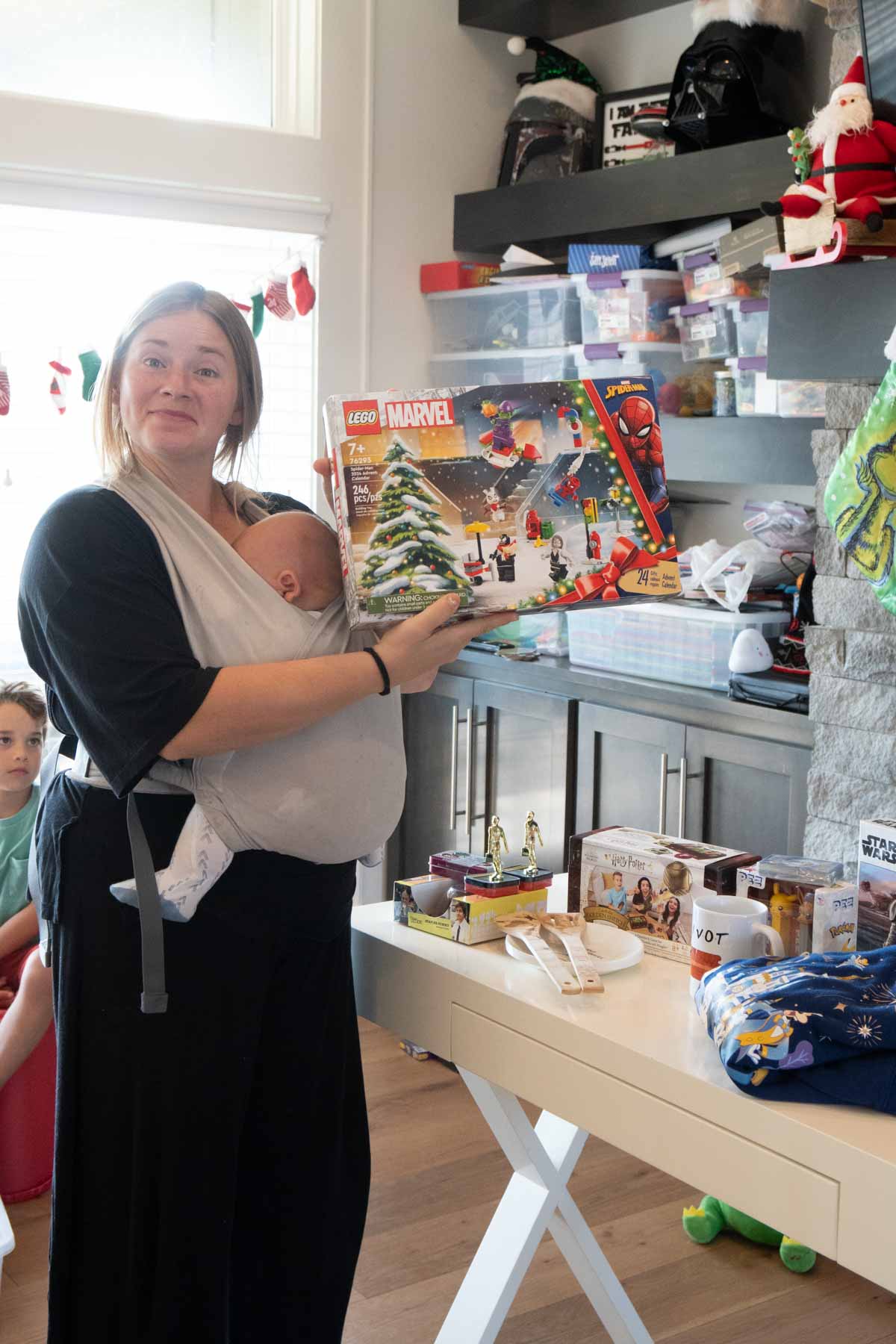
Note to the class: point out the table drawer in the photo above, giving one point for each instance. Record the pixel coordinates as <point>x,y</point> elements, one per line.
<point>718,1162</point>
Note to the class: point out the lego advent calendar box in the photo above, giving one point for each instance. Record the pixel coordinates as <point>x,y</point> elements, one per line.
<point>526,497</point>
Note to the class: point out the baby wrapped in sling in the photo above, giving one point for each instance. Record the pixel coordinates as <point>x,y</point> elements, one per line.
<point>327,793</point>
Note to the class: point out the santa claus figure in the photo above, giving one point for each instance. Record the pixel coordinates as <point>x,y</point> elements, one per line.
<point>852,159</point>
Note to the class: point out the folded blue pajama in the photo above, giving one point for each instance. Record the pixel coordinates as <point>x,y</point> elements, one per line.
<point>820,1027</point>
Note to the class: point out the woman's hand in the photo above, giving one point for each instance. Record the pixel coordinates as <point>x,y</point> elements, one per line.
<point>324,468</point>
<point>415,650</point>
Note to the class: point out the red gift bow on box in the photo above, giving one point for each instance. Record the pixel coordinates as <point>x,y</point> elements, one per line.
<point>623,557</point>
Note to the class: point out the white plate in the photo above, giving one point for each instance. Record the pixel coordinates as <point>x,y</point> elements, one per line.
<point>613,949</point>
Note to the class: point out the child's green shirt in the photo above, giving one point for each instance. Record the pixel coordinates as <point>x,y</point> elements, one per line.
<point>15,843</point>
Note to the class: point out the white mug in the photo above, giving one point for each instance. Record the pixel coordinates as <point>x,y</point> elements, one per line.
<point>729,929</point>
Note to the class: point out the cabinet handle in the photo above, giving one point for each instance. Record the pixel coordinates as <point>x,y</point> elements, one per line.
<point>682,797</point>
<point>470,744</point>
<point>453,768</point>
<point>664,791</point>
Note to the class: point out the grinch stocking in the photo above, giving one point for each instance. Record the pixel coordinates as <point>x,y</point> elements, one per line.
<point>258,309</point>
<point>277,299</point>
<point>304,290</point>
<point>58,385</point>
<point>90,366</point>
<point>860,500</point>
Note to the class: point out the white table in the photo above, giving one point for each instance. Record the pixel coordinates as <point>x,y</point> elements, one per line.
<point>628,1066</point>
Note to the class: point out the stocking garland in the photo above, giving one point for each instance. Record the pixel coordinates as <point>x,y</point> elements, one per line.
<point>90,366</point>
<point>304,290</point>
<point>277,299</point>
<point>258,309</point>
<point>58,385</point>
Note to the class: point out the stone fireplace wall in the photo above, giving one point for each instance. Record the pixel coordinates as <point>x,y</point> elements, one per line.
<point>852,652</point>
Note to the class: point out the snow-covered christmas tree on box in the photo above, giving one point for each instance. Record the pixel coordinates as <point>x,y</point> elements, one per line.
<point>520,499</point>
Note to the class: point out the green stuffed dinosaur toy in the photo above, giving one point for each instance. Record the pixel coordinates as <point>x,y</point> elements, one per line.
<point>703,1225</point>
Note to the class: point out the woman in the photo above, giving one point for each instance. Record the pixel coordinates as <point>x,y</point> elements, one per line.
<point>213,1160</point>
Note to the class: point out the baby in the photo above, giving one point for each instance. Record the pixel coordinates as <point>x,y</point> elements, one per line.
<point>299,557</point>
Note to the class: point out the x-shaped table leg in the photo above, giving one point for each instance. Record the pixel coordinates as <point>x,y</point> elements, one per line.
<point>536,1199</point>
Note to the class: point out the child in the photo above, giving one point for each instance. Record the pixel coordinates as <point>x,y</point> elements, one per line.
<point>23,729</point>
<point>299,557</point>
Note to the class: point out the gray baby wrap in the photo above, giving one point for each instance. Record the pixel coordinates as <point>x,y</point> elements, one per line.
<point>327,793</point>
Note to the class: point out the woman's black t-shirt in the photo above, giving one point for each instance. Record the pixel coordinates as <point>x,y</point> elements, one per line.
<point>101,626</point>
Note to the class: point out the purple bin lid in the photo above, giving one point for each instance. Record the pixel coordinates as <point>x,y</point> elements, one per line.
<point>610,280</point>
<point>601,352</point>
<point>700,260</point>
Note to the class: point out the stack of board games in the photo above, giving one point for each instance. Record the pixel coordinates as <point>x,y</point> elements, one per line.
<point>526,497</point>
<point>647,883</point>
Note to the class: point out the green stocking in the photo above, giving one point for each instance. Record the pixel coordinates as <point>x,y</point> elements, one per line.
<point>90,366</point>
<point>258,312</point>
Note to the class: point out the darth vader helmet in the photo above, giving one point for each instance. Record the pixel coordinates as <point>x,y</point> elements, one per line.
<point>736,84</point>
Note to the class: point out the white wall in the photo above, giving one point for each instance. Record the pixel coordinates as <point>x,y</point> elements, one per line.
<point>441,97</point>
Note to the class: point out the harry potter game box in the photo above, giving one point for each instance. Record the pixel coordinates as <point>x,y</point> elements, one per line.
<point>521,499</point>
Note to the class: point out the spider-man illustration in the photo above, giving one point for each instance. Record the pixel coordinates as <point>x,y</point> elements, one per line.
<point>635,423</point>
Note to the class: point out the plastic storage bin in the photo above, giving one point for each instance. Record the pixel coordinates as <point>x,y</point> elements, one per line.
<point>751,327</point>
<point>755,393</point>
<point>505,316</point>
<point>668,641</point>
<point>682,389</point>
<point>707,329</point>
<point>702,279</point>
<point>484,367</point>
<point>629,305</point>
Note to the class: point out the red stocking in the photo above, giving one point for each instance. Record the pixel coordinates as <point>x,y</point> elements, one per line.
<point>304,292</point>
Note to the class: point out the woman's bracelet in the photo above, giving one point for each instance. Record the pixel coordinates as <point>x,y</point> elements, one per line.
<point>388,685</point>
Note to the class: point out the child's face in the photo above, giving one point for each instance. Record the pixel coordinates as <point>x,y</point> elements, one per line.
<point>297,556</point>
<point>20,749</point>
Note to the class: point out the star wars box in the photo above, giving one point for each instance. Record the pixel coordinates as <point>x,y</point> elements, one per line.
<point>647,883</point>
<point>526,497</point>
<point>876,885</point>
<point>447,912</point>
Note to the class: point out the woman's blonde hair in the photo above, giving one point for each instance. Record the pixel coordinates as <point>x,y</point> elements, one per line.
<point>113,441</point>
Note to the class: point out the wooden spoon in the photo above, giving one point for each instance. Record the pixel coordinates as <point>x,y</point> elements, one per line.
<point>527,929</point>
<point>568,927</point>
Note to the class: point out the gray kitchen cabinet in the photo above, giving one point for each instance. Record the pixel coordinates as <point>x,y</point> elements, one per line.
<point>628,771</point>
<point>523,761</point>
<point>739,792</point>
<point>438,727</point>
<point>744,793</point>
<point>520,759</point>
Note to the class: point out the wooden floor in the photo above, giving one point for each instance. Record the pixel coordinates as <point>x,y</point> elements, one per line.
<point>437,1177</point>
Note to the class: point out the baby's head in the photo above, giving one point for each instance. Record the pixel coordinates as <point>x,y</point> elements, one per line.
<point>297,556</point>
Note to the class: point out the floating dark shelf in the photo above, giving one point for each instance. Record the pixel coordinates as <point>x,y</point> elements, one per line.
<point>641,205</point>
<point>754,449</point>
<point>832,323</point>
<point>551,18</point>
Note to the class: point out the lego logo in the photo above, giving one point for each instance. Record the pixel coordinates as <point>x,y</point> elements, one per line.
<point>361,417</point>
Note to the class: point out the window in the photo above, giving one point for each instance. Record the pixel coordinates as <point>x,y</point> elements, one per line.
○ ○ ○ ○ ○
• _WHAT IS BEING ASKED_: Please transcribe the entries exactly, omitting the images.

• _TASK RESPONSE_:
Note to the class: point out the table drawer in the photo above, giving one point for each instance. Record the pixel coordinates as <point>x,y</point> elements, one per line.
<point>718,1162</point>
Note to the class: point out the lego advent calendar box in the photo above, giving one point for each instance. Record the pixel coordinates as <point>x,y</point> elements, one per line.
<point>526,497</point>
Note to the class: point out the baby wrapped in sling in the photo above, giving one point for each instance. Record the pixel coordinates as <point>x,y</point> elements, one per line.
<point>327,793</point>
Note to the class: point out the santa claus figure in the photo above, giving one point for each instance. Record the pixel coordinates as <point>x,y</point> elements, one per line.
<point>852,159</point>
Note to the class: point out the folded blue pajama in the photo above, giving one point for each instance. Record the pixel coordinates as <point>x,y</point> elements, one per line.
<point>820,1027</point>
Note to the class: point out the woman's hand in the photo above, giving one point for each instance. Record the pixel coordinates as <point>x,y</point> elements, one per line.
<point>324,468</point>
<point>415,650</point>
Note to the class: point out the red gift bow on box in the photo above, giving one point for each instance. Record the pixel coordinates as <point>x,y</point> elements, one per line.
<point>623,557</point>
Note to the class: point out the white plate in the photo above, giving one point for each instance. Record the pixel coordinates as <point>x,y</point> elements, one per line.
<point>613,949</point>
Note to the class: point out the child's green shirt in the photo above, giving one point for each instance. Record the pixel coordinates as <point>x,y</point> elements, one per line.
<point>15,843</point>
Note to the class: point out the white mug in the photo above, giving one point for each instance. Record the pixel coordinates as <point>x,y</point> elements, one per line.
<point>729,929</point>
Note to the class: point out the cabinet handle in the photo above, giving one point for each instance. Record the pixel coordinates as <point>x,y</point> elements, one per line.
<point>682,797</point>
<point>470,744</point>
<point>453,768</point>
<point>664,791</point>
Note to the class: point out the grinch stocking in the photo above, giving one point for each instance. Record the pixel coordinates as <point>x,y</point> elements, one per line.
<point>258,309</point>
<point>277,299</point>
<point>304,290</point>
<point>58,385</point>
<point>90,366</point>
<point>860,500</point>
Note to the class: point out the white table in the photo above, giving one point for each instance. Record the pixel coordinates as <point>x,y</point> elements, one per line.
<point>628,1066</point>
Note to the class: point out the stocking garland in the photo above, giving one point for each instance. Record the pixel coordinates as <point>x,y</point> elements, one per line.
<point>90,366</point>
<point>304,290</point>
<point>277,299</point>
<point>258,309</point>
<point>58,385</point>
Note to the class: point out the stone fireplace wall in the photo above, giving one point for each instance. Record the pixel coordinates as <point>x,y</point> elements, one per line.
<point>852,652</point>
Note to the class: point out the snow-covered christmas tree on box in the photo above, giving one point for each instance. Record the pixel coordinates as <point>x,y</point> elements, one per line.
<point>520,499</point>
Note to the class: point out the green stuffed dinosaur toy in the photo above, giving one point for each instance. Record the pixel coordinates as <point>x,y</point> elements, one per line.
<point>703,1225</point>
Note to the class: point out the woman in the photo above, giving one point for each instance. Record the pixel coordinates as <point>x,y</point> elements, one per line.
<point>213,1160</point>
Note to the class: point out the baby in the photo above, giving one point for each instance. Record the pixel coordinates as <point>x,y</point> elements, one per line.
<point>299,557</point>
Note to the class: point out the x-shaped table leg in the photo above, giving one point for each instance. Record the pixel coordinates as <point>x,y</point> elements, one per line.
<point>536,1199</point>
Note to the class: point out the child in the photo above, giving one point for each instance. Record the pixel coordinates as <point>x,y</point> elements, one per line.
<point>23,729</point>
<point>299,557</point>
Note to the class: point out the gray baby wrap in the photo above, giving one point for each instance. Record the pixel coordinates as <point>x,y</point> elements, one per line.
<point>327,793</point>
Note to the class: point out the woman's black t-shirt in the photo above, giving one point for each instance. Record the pixel coordinates as <point>x,y</point> elements, one per line.
<point>101,626</point>
Note to the class: point out the purple bin lid in the photo above, giving one point for each instance. Record the pixel coordinates as <point>x,y</point> elements, one per line.
<point>610,280</point>
<point>601,352</point>
<point>700,260</point>
Note to the class: point out the stack of board games in the photo above, giving one point for each instance. Record the pixel coordinates as <point>x,y</point> elements, one per line.
<point>526,497</point>
<point>647,883</point>
Note to the class: point out the green stocking in the photo above, giving one point for each instance. Record the pixel coordinates as <point>x,y</point> elements, one per line.
<point>90,366</point>
<point>258,312</point>
Note to the class: point out the darth vader helmet in the photo above, giving one point for each instance. Record the pixel coordinates as <point>x,y</point> elements, one per line.
<point>736,84</point>
Note to the class: point out the white wall in the photo above, giving one point for each instance. Record the pixel coordinates as <point>x,y</point> elements, one per line.
<point>441,97</point>
Note to the class: point out the harry potter game box in the photo above, giving one point for each instance. Record the pixel coordinates as <point>x,y</point> elements, one per line.
<point>521,499</point>
Note to the class: point out the spider-man illustration in the photo above, giving one point for each instance. Record the pixel coordinates as <point>x,y</point> elements, one per line.
<point>635,423</point>
Note to the class: point out the plastic storage bin in the photo above, giving one point for each instance. Record the pixel coordinates as <point>x,y</point> elements, one per line.
<point>751,327</point>
<point>755,393</point>
<point>505,316</point>
<point>668,641</point>
<point>682,389</point>
<point>707,329</point>
<point>702,279</point>
<point>484,367</point>
<point>629,305</point>
Note to the class: point out the red stocking in the photo above, giving one point for each instance. Record the pixel coordinates as <point>x,y</point> elements, one per line.
<point>304,292</point>
Note to the class: point out the woman's bracelet in the photo above, giving one point for each instance. Record the pixel coordinates as <point>x,y</point> elements, one per line.
<point>388,685</point>
Note to the class: point out the child's face in the photo above, giving one point for each instance. Record the pixel coordinates as <point>x,y</point> elements, one per line.
<point>297,556</point>
<point>20,749</point>
Note to the class: point out the star wars box in the photo above, giving one point for each instance. Record the pixel coordinates as <point>x,y</point> elements, one per line.
<point>647,883</point>
<point>526,497</point>
<point>876,885</point>
<point>447,912</point>
Note to the class: point out the woman's blonde hair in the photo above, giving one point for each instance. Record the pixel coordinates as <point>x,y</point> elements, one per line.
<point>113,441</point>
Note to the class: point out the wooden spoon in the photo above, giving one point for each instance. Record the pixel coordinates as <point>x,y</point> elements, one per line.
<point>527,929</point>
<point>568,927</point>
Note to the class: point out the gray kitchen cabinet in the photo above, giving one point for each instance. Record the pixel coordinates as <point>x,y</point> elements, one per line.
<point>628,771</point>
<point>523,761</point>
<point>739,792</point>
<point>438,727</point>
<point>744,793</point>
<point>520,759</point>
Note to the class: point out the wooden floor in the photo above, giving one point for each instance. Record the pixel coordinates as <point>x,y</point> elements, one per line.
<point>437,1177</point>
Note to the class: point out the baby's head in the photo above, giving one point for each instance. Record the pixel coordinates as <point>x,y</point> elements, one per line.
<point>297,556</point>
Note to the class: point out the floating dark shelf in the photo above, giving one point for each instance. Record the pixel coordinates as <point>x,y</point> elements, one per line.
<point>641,205</point>
<point>754,449</point>
<point>832,323</point>
<point>551,18</point>
Note to the class: point out the lego logo in the photo above, giving one point for each instance. Record the pixel coordinates as <point>x,y</point> elements, one per line.
<point>361,417</point>
Note to the class: point out the window in the photo above, giving one point for each instance. Record the pixel coordinates as <point>x,y</point> elements, one per line.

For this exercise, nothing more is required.